— start Given data —

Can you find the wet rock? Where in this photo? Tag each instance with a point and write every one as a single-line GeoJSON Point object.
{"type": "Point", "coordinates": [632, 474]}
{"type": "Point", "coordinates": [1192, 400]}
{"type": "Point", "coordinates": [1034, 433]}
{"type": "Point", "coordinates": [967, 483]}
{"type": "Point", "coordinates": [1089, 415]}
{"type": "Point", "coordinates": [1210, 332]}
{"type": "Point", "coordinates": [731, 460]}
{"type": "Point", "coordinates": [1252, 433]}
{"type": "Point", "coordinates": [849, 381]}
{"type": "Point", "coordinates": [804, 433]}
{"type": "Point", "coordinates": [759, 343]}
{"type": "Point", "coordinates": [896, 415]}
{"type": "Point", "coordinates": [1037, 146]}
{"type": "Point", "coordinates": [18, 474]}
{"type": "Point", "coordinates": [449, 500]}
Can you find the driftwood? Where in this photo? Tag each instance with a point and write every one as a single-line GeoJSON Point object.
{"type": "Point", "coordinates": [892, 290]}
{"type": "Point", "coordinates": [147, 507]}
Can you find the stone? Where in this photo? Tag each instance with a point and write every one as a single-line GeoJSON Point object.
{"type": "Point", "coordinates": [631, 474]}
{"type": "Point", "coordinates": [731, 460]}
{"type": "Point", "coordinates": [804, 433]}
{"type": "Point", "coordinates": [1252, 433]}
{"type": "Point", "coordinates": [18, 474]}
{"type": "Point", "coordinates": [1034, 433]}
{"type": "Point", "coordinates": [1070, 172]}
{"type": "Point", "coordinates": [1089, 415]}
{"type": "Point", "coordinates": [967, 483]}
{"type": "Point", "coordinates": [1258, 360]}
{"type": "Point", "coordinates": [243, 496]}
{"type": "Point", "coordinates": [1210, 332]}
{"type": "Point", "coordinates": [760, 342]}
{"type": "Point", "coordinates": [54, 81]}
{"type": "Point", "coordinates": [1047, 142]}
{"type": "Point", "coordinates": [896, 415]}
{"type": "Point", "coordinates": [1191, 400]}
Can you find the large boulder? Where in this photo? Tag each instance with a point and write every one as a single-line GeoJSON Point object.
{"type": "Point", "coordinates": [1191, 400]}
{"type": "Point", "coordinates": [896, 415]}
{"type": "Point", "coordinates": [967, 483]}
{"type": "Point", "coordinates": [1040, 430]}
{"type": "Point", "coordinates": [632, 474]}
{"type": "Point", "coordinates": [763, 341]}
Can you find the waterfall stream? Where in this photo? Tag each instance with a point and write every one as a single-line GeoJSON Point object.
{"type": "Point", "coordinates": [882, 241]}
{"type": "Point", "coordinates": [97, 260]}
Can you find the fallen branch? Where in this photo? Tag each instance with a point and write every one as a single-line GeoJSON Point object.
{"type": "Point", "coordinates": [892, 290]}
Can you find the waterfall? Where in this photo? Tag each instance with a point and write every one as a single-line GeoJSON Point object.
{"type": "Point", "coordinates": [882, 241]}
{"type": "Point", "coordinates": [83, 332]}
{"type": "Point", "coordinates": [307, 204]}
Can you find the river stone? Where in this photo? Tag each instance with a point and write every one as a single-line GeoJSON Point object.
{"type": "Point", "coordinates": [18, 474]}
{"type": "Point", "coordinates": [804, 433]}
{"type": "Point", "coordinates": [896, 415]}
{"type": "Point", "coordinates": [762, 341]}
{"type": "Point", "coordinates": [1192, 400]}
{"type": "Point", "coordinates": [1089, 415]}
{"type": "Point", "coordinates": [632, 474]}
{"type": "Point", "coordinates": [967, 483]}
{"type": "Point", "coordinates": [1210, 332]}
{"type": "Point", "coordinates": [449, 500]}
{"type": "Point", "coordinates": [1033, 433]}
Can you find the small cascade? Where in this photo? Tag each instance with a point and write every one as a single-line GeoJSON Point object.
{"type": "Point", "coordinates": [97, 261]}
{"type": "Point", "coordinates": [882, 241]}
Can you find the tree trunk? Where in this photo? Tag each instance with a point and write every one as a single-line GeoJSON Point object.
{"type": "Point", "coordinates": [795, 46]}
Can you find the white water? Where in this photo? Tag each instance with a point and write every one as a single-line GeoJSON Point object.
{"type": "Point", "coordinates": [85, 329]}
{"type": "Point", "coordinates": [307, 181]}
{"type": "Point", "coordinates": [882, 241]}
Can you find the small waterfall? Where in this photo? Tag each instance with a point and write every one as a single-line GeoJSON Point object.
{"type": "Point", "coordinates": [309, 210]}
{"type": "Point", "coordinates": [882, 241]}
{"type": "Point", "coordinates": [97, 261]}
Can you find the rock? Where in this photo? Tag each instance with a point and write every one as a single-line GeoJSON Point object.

— end Given data —

▶ [Task] Edit the records above so that every "Tag" becomes "Mark", and leave everything else unchanged.

▶ [Right answer]
Can you find the wet rock? Where in this photo? Mark each instance with a point and write every one as a single-line GeoJSON Point object.
{"type": "Point", "coordinates": [632, 474]}
{"type": "Point", "coordinates": [1192, 400]}
{"type": "Point", "coordinates": [1034, 433]}
{"type": "Point", "coordinates": [967, 483]}
{"type": "Point", "coordinates": [1089, 415]}
{"type": "Point", "coordinates": [1210, 332]}
{"type": "Point", "coordinates": [731, 460]}
{"type": "Point", "coordinates": [1252, 433]}
{"type": "Point", "coordinates": [849, 381]}
{"type": "Point", "coordinates": [804, 433]}
{"type": "Point", "coordinates": [759, 343]}
{"type": "Point", "coordinates": [896, 415]}
{"type": "Point", "coordinates": [1037, 146]}
{"type": "Point", "coordinates": [18, 474]}
{"type": "Point", "coordinates": [449, 500]}
Can you find the driftwood? Where in this photo? Mark each instance with a point and write every one as a single-line GeoJSON Point object.
{"type": "Point", "coordinates": [892, 290]}
{"type": "Point", "coordinates": [147, 507]}
Can you find the stone? Where in this photo? Mark each instance with a point and write every one as a single-line GeoJSON Point object.
{"type": "Point", "coordinates": [631, 474]}
{"type": "Point", "coordinates": [731, 460]}
{"type": "Point", "coordinates": [804, 433]}
{"type": "Point", "coordinates": [1252, 433]}
{"type": "Point", "coordinates": [18, 474]}
{"type": "Point", "coordinates": [1034, 433]}
{"type": "Point", "coordinates": [1070, 172]}
{"type": "Point", "coordinates": [1089, 415]}
{"type": "Point", "coordinates": [967, 483]}
{"type": "Point", "coordinates": [1258, 360]}
{"type": "Point", "coordinates": [243, 496]}
{"type": "Point", "coordinates": [1210, 332]}
{"type": "Point", "coordinates": [760, 342]}
{"type": "Point", "coordinates": [54, 81]}
{"type": "Point", "coordinates": [1047, 142]}
{"type": "Point", "coordinates": [896, 415]}
{"type": "Point", "coordinates": [1191, 400]}
Can you find the large boulder? Where in this photo? Mark each instance with a point and write every one as a single-line GeoJSON Point object.
{"type": "Point", "coordinates": [1191, 400]}
{"type": "Point", "coordinates": [896, 415]}
{"type": "Point", "coordinates": [967, 483]}
{"type": "Point", "coordinates": [1040, 430]}
{"type": "Point", "coordinates": [632, 474]}
{"type": "Point", "coordinates": [763, 341]}
Can you find the waterfall stream? Where in this photo? Mark each instance with a point and write every one as a single-line GeoJSON Point object.
{"type": "Point", "coordinates": [882, 241]}
{"type": "Point", "coordinates": [97, 260]}
Can you find the fallen branch? Where in this photo? Mark each instance with a point and write every one as a single-line GeoJSON Point object.
{"type": "Point", "coordinates": [892, 290]}
Can you find the waterfall? Where in this photo? Mark each instance with a point and write every one as a single-line GeoJSON Point object.
{"type": "Point", "coordinates": [882, 241]}
{"type": "Point", "coordinates": [83, 332]}
{"type": "Point", "coordinates": [307, 204]}
Can you find the river stone? Where in this photo? Mark each instance with a point and write every one as a single-line GeoJSON Point object.
{"type": "Point", "coordinates": [18, 474]}
{"type": "Point", "coordinates": [804, 433]}
{"type": "Point", "coordinates": [896, 415]}
{"type": "Point", "coordinates": [762, 341]}
{"type": "Point", "coordinates": [1192, 400]}
{"type": "Point", "coordinates": [1089, 415]}
{"type": "Point", "coordinates": [632, 474]}
{"type": "Point", "coordinates": [967, 483]}
{"type": "Point", "coordinates": [1210, 332]}
{"type": "Point", "coordinates": [449, 500]}
{"type": "Point", "coordinates": [1033, 433]}
Can you find the small cascade? Where in this photo? Mark each instance with a point and write every one as a single-line GeoJSON Point object.
{"type": "Point", "coordinates": [97, 261]}
{"type": "Point", "coordinates": [882, 241]}
Can you find the tree trunk? Where in this photo? Mark each instance with a point and write every one as a single-line GeoJSON Point object.
{"type": "Point", "coordinates": [795, 46]}
Can you find the white water? Where in this photo? Mark each instance with a point and write every one as a single-line GeoJSON Point object.
{"type": "Point", "coordinates": [85, 329]}
{"type": "Point", "coordinates": [307, 181]}
{"type": "Point", "coordinates": [882, 241]}
Can you find the small waterfall? Where in this photo? Mark each instance with a point and write every one as a single-line GeoJSON Point object.
{"type": "Point", "coordinates": [309, 210]}
{"type": "Point", "coordinates": [882, 241]}
{"type": "Point", "coordinates": [97, 261]}
Can you find the rock? Where in this photo? Mark each instance with a point and write every one as a single-line GeoJSON Point object.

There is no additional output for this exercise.